Work to be completed: Pull out every line of the records below that contains the word "cockpit", and copy each one unchanged.

Material for the task:

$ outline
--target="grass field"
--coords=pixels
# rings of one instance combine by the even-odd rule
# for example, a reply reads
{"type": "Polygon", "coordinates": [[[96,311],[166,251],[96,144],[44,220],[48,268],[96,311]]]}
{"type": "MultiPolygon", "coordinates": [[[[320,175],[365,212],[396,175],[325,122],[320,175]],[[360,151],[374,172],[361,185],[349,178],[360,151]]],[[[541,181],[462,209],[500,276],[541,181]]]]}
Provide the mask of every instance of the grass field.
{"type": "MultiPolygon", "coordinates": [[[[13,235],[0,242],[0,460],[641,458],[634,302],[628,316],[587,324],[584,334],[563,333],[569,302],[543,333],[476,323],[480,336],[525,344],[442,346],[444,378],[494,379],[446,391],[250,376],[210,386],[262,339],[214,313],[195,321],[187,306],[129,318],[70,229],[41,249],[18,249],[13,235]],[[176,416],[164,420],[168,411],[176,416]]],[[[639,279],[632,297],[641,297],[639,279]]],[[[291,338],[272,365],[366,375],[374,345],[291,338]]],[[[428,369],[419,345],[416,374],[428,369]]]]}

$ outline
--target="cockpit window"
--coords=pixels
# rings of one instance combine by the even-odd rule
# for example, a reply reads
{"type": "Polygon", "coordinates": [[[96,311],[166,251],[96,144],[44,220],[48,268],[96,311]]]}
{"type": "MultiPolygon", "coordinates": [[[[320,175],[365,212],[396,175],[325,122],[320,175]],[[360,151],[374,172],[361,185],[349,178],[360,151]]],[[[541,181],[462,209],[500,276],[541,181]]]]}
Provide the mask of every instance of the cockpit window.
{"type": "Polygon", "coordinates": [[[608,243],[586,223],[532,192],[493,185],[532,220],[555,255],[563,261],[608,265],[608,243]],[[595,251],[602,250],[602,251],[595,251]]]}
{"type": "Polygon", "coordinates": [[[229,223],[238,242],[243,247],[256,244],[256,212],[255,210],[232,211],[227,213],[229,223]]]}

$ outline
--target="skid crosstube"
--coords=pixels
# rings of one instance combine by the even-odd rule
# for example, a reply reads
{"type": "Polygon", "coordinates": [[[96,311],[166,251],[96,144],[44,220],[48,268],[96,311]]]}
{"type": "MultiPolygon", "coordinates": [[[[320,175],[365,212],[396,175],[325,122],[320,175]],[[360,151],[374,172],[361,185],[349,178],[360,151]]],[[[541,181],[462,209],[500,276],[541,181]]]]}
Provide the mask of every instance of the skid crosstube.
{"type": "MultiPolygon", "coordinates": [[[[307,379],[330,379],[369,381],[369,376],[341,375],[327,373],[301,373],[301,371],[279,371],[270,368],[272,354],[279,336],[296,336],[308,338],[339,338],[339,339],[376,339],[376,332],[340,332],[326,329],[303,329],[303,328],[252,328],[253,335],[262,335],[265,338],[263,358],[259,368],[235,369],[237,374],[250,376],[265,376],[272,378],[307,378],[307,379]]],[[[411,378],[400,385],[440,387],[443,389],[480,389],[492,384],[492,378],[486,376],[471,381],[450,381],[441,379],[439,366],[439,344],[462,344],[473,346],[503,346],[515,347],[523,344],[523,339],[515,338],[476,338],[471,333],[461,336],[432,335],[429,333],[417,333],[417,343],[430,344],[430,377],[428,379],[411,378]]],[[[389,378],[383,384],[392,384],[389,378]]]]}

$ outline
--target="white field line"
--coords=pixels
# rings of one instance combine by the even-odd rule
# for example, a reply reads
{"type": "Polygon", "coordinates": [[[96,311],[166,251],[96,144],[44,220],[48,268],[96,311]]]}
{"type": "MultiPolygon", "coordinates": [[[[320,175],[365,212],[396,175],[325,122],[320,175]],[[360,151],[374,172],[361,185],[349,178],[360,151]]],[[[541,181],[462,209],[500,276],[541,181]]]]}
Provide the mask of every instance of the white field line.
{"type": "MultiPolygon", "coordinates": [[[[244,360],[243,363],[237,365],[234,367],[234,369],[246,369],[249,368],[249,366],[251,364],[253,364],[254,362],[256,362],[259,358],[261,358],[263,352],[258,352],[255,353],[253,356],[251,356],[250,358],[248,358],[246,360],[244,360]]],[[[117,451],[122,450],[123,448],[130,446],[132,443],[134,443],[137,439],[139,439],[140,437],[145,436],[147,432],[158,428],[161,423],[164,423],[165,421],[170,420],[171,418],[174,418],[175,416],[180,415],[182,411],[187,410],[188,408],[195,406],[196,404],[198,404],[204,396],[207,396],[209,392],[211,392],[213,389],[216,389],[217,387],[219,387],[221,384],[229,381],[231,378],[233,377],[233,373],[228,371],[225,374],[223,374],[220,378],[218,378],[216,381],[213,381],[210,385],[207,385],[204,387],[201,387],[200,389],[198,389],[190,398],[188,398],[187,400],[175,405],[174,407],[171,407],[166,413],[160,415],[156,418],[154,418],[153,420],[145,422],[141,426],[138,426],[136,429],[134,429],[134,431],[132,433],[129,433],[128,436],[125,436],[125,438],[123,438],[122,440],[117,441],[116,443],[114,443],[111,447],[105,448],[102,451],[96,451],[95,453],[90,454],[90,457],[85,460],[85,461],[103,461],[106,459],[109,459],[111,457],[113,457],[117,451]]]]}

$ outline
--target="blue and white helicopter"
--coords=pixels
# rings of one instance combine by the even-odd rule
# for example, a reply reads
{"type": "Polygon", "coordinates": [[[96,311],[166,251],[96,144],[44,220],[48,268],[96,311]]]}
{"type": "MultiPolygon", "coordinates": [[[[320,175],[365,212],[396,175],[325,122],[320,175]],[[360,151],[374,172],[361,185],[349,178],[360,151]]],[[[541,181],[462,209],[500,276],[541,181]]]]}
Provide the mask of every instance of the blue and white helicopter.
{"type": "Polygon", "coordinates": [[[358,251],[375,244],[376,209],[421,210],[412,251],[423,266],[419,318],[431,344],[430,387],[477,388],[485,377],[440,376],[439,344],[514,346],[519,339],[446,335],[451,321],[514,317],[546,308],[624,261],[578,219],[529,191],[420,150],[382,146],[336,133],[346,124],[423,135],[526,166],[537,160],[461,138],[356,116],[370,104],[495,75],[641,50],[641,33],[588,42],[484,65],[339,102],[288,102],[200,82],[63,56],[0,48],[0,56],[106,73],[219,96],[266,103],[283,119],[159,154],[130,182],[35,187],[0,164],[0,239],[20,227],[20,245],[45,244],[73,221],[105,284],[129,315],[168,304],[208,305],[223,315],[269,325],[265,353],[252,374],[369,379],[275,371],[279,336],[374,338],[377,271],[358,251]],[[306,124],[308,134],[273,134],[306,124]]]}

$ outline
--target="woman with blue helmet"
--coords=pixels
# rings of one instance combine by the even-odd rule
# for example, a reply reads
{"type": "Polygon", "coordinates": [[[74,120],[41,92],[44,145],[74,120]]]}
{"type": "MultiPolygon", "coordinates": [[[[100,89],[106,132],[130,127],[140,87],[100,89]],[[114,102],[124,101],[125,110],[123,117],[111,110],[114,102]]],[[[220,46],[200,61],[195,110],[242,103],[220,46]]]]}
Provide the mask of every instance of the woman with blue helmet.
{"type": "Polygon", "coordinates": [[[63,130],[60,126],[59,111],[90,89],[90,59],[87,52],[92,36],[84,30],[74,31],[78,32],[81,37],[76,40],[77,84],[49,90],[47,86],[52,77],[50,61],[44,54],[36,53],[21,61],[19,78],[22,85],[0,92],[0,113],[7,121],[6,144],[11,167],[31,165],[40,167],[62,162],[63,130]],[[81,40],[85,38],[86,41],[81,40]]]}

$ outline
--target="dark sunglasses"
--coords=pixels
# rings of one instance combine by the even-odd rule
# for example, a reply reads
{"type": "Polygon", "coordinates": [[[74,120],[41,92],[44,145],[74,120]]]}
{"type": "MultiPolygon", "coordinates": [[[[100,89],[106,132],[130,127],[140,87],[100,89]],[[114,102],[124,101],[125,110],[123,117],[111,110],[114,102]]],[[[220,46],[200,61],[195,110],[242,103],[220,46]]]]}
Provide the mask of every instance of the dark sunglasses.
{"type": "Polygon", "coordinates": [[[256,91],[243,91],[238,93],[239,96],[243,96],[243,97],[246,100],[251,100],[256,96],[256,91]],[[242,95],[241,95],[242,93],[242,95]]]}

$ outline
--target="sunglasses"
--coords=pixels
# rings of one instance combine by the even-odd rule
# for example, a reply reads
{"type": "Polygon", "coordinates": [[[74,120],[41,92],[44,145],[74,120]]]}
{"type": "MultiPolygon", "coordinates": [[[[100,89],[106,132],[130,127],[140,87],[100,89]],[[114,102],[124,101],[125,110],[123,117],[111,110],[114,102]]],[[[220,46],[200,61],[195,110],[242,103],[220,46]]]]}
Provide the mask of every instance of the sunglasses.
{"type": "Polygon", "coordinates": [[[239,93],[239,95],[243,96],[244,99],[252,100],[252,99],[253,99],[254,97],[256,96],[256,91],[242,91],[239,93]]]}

Solution to this problem:
--target="cockpit window"
Provide the mask of every instance of the cockpit window.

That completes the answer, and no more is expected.